WORK TASK ▸ Retype everything from "The campaign trail" down to "Thursday in Pietermaritzburg." in the article below on the ANC's outreach across KwaZulu-Natal, keeping every word and punctuation mark unchanged.

EXTRACT PROVIDED ▸
South Africa


The ANC’s ‘not election campaign’ hits the stump across KZN

South African President Cyril Ramaphosa (R) meets community members during a walk about for the launch of the Police Anti-Gang Unit (AGU) in Hanover Park, Cape Town, South Africa 02 November 2018. NIC BOTHMA/EPA

Ostensibly, the ANC outreach activities – dubbed blitzes in governing party lingo – across KwaZulu-Natal are about calling people to Saturday’s ANC election manifesto launch at Moses Mabhida Stadium. But as ANC top officials and National Executive Committee members traverse the province, it looks and sounds more and more like an early election campaign trail. And it seems that unity, that which the ANC proclaims it has now found among its own ranks, and working together may well be the over-arching theme of its manifesto for ANC supporters, but also as a tout for support from a broad range of citizens.

The campaign trail can be gruelling. A swathe of stops on any given day, be it meetings at stadiums, door-to-door visits to tell residents about the ANC manifesto launch, lunches, cake cutting ceremonies or pamphleteering at taxi ranks. Thursday took ANC President Cyril Ramaphosa to the second city hall in two cities over two days to meet interest groups. After an interaction with professionals on Wednesday evening in Durban, it was business and farmers on Thursday in Pietermaritzburg.

INFORMATION PROVIDED ▸
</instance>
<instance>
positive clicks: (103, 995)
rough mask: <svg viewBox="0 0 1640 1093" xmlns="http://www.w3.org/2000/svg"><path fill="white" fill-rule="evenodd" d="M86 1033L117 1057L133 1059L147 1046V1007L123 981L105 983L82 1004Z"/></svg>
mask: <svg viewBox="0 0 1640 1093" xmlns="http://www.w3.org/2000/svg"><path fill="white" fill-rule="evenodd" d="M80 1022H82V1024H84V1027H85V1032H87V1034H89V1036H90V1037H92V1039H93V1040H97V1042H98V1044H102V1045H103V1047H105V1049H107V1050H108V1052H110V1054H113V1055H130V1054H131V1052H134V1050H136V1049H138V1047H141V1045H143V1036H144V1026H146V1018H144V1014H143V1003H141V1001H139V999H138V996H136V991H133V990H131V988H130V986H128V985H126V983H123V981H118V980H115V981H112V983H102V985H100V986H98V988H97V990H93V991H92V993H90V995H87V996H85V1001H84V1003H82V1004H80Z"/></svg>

ANSWER SPACE ▸
The campaign trail can be gruelling. A swathe of stops on any given day, be it meetings at stadiums, door-to-door visits to tell residents about the ANC manifesto launch, lunches, cake cutting ceremonies or pamphleteering at taxi ranks. Thursday took ANC President Cyril Ramaphosa to the second city hall in two cities over two days to meet interest groups. After an interaction with professionals on Wednesday evening in Durban, it was business and farmers on Thursday in Pietermaritzburg.